### RECORDED DATA
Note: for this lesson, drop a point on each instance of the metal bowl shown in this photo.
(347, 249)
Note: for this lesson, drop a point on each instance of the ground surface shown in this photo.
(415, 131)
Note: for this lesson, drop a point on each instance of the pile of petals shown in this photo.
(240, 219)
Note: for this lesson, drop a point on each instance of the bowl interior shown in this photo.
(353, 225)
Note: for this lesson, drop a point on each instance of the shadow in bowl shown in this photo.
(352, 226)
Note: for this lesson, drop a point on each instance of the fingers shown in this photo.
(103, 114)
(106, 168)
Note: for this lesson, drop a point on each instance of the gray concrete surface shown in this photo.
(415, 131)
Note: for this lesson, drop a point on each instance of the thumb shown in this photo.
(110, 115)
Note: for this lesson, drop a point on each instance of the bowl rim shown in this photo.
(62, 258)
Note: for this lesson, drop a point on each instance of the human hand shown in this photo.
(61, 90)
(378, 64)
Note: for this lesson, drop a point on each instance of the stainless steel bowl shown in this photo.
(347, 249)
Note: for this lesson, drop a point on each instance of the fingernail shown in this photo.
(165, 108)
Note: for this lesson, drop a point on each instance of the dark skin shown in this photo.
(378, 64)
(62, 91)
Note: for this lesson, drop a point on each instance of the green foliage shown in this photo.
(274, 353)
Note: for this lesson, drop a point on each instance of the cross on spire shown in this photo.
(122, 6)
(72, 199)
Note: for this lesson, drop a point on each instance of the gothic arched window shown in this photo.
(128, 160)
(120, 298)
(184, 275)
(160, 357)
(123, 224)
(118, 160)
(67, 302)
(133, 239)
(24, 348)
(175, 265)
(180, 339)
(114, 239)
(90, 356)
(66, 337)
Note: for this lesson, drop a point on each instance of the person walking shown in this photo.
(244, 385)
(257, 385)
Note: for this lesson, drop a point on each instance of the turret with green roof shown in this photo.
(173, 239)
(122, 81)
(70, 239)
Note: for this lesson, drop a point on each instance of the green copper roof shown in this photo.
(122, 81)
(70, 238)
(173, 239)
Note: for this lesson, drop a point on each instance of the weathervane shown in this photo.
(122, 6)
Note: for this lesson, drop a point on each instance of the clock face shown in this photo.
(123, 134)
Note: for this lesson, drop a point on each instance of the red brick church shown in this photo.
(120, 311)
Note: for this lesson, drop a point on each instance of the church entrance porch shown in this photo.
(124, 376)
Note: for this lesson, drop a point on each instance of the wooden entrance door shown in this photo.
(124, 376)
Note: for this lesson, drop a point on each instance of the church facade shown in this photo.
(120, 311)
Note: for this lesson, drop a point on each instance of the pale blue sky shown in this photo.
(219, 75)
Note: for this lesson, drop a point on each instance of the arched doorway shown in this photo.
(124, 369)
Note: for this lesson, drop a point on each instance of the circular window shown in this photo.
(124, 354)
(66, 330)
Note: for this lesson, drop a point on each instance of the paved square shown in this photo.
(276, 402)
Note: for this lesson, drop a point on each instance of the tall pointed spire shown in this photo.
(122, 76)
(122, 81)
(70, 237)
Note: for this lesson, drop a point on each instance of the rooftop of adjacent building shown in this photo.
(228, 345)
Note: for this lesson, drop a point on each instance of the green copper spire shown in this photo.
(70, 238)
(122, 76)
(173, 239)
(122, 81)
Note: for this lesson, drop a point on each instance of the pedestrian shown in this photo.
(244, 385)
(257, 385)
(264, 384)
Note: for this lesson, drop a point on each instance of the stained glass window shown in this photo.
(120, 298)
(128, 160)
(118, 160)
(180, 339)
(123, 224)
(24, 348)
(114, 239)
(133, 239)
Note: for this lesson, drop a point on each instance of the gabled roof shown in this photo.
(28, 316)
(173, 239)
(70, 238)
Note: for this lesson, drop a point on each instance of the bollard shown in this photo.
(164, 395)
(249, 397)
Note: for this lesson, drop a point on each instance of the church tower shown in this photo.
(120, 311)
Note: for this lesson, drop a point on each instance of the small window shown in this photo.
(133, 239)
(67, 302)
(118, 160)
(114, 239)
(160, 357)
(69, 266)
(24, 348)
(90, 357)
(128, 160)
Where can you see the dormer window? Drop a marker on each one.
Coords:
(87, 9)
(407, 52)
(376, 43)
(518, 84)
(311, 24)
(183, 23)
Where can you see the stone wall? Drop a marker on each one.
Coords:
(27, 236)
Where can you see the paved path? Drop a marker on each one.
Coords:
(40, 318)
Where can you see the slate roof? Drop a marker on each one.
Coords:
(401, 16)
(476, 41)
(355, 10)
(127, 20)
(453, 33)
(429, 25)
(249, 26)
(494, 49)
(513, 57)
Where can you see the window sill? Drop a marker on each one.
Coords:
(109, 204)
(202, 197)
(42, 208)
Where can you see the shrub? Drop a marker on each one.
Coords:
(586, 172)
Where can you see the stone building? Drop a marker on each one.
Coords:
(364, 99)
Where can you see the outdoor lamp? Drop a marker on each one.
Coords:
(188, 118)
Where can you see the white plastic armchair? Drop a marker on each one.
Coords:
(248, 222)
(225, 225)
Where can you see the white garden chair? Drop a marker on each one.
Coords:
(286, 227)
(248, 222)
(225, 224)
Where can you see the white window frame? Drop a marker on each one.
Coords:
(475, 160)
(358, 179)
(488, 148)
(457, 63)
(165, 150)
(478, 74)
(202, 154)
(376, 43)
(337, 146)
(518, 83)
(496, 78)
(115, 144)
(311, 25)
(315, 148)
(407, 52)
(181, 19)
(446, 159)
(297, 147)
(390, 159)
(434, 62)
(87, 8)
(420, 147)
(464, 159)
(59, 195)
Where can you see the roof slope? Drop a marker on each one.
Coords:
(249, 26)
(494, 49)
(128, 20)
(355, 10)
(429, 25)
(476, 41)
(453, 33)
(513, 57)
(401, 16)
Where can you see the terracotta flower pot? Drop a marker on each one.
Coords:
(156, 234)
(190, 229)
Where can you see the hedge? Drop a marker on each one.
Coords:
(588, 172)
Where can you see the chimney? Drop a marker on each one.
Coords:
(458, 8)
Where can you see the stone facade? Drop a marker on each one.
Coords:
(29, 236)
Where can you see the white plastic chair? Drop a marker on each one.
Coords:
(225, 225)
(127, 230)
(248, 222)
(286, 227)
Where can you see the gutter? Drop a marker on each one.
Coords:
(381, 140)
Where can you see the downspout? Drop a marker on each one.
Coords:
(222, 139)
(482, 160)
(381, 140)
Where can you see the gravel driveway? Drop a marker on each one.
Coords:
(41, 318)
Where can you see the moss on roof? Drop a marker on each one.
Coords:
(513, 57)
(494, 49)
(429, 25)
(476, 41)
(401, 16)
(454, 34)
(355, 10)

### EXERCISE DESCRIPTION
All of the lines above are to be restated word for word.

### EXERCISE RESULT
Note: for this lesson, drop a point on each instance of the metal bowl shown in this photo.
(347, 249)
Note: for this lesson, drop a point on each instance of the ground surface shown in this photo.
(415, 131)
Note: for this lesson, drop a point on each instance of the pile of petals shown in this photo.
(240, 219)
Note: for this lesson, drop a point on each instance of the bowl interior shown in this photo.
(353, 225)
Note: for this lesson, drop a point on each instance of the shadow in bowl shown in this photo.
(352, 226)
Note: for this lesson, drop a point on each instance of the fingers shown in this photo.
(103, 114)
(106, 168)
Note: for this lesson, drop a point on each instance of the gray concrete surface shown in this photo.
(415, 131)
Note: for this lesson, drop a point on each instance of the thumb shown in this photo.
(110, 115)
Note: for this lesson, drop a point on each instance of the bowl rim shown in this photo.
(62, 258)
Note: for this lesson, drop a point on each instance of the human hand shown in this photo.
(61, 90)
(378, 64)
Note: for this lesson, drop a point on each instance of the stainless steel bowl shown in this photo.
(347, 249)
Note: for this lesson, drop a point on each instance of the fingernail shown in this photo.
(165, 108)
Note: for this lesson, drop a point on each instance of the dark skin shown in this photo.
(378, 64)
(62, 91)
Note: for this lesson, drop a point on each instance of the green foliage shown in this photo.
(274, 353)
Note: for this lesson, drop a point on each instance of the cross on spire shown in this photo.
(122, 6)
(72, 199)
Note: for this lesson, drop a point on each instance of the gothic arched window shown in this photo.
(128, 160)
(120, 298)
(184, 275)
(160, 357)
(123, 224)
(118, 160)
(67, 302)
(133, 239)
(24, 348)
(175, 265)
(180, 339)
(114, 239)
(90, 356)
(66, 337)
Note: for this lesson, drop a point on each instance of the person walking shown in this photo.
(244, 385)
(257, 385)
Note: for this lesson, drop a point on each instance of the turret with green roof shown in this photo.
(173, 239)
(122, 81)
(70, 239)
Note: for this lesson, drop a point on each instance of the green copper roof shown in this photo.
(122, 81)
(70, 238)
(173, 239)
Note: for this lesson, drop a point on each instance of the weathervane shown in this photo.
(122, 6)
Note: for this lesson, drop a point on each instance of the clock face shown in this photo.
(123, 134)
Note: for this lesson, drop a point on each instance of the red brick church shown in this photo.
(120, 311)
Note: for this lesson, drop a point on each instance of the church entrance porch shown in this photo.
(124, 376)
Note: for this lesson, drop a point on each instance of the wooden entrance door shown in this photo.
(124, 376)
Note: for this lesson, drop a point on each instance of the church facade shown in this photo.
(120, 311)
Note: for this lesson, drop a point on each instance of the pale blue sky shown in this photo.
(219, 75)
Note: for this lesson, drop a point on each instance of the arched doorway shown in this photo.
(124, 369)
Note: for this lesson, drop a point on each instance of the circular window shown in this photo.
(124, 354)
(66, 330)
Note: for this lesson, drop a point on each instance of the paved square shown in this photo.
(276, 402)
Note: for this lesson, drop a point on each instance of the tall pointed spire shown in this photo.
(122, 76)
(122, 81)
(70, 237)
Note: for this lesson, drop a point on each instance of the rooftop of adjacent building shown in this photo.
(228, 345)
Note: for this lesson, drop a point on each instance of the green copper spire shown in this photo.
(70, 238)
(122, 76)
(173, 239)
(122, 81)
Note: for this lesson, drop a point on each instance of the pedestrian shown in this photo.
(244, 385)
(257, 385)
(264, 384)
Note: for this lesson, drop a point on each instance of the stained glass window shown in this photo.
(120, 298)
(128, 160)
(118, 160)
(180, 339)
(123, 224)
(24, 348)
(114, 239)
(133, 239)
Note: for this lesson, drop a point on each instance of the gabled roof shown in this photo.
(28, 316)
(173, 239)
(70, 238)
Note: for this lesson, drop a point on each instance of the bollard shown in this photo.
(164, 395)
(249, 397)
Note: for this lesson, drop a point on each instance of the church tower shown in this photo.
(120, 311)
Note: for this lesson, drop a point on each instance of the small window shown in this photo.
(133, 239)
(67, 302)
(118, 160)
(114, 239)
(160, 357)
(69, 266)
(24, 348)
(90, 357)
(128, 160)
Where can you see the dormer window? Drop a marker on each one.
Coords:
(87, 9)
(407, 52)
(376, 43)
(518, 84)
(311, 24)
(183, 23)
Where can you see the stone wall? Drop a marker on each one.
Coords:
(27, 236)
Where can you see the paved path? Drop a marker on each one.
Coords:
(40, 318)
Where can you see the slate roof? Drop a marker on each one.
Coords:
(401, 16)
(476, 41)
(355, 10)
(127, 20)
(453, 33)
(429, 25)
(249, 26)
(494, 49)
(513, 57)
Where can you see the window sill? Drop a marker on each one.
Coords:
(109, 204)
(202, 197)
(42, 208)
Where can you see the shrub? Drop a marker on each one.
Coords:
(586, 172)
Where can you see the stone building? Drop a marker on each one.
Coords:
(364, 99)
Where can you see the outdoor lamp? Drop a marker on each one.
Coords:
(188, 118)
Where can you see the white plastic armchair? Drop a marker on each one.
Coords:
(248, 222)
(225, 225)
Where can you see the white garden chair? Drop a marker on each one.
Coords:
(286, 227)
(248, 222)
(225, 224)
Where can you see the white window frame? Drop a marker on each one.
Coords:
(475, 160)
(358, 179)
(488, 148)
(457, 63)
(165, 150)
(478, 74)
(202, 154)
(376, 43)
(337, 146)
(518, 83)
(496, 78)
(115, 144)
(311, 25)
(315, 148)
(407, 52)
(181, 19)
(446, 159)
(297, 147)
(390, 159)
(434, 62)
(87, 8)
(420, 147)
(464, 159)
(59, 195)
Where can you see the roof slope? Drop a marker on each one.
Coords:
(249, 26)
(494, 49)
(128, 20)
(355, 10)
(429, 25)
(476, 41)
(453, 33)
(513, 57)
(401, 16)
Where can you see the terracotta flower pot? Drop a marker on each one.
Coords:
(156, 234)
(190, 229)
Where can you see the hedge? Drop a marker on each one.
Coords:
(588, 172)
Where can you see the chimney? Drop a marker on each one.
Coords:
(458, 8)
Where can you see the stone facade? Drop a marker on each one.
Coords:
(29, 236)
Where can you see the white plastic chair? Drop a marker on each one.
Coords:
(225, 225)
(127, 230)
(248, 222)
(286, 227)
Where can you see the gutter? Drop a marker on each one.
Coords:
(381, 140)
Where can you see the downspout? Drop a marker on each one.
Coords:
(222, 139)
(482, 160)
(381, 140)
Where can you see the gravel driveway? Drop a marker on each one.
Coords:
(41, 318)
Where can you see the moss on roof? Drop a marker on each one.
Coords:
(513, 57)
(494, 49)
(429, 25)
(476, 41)
(401, 16)
(454, 34)
(355, 10)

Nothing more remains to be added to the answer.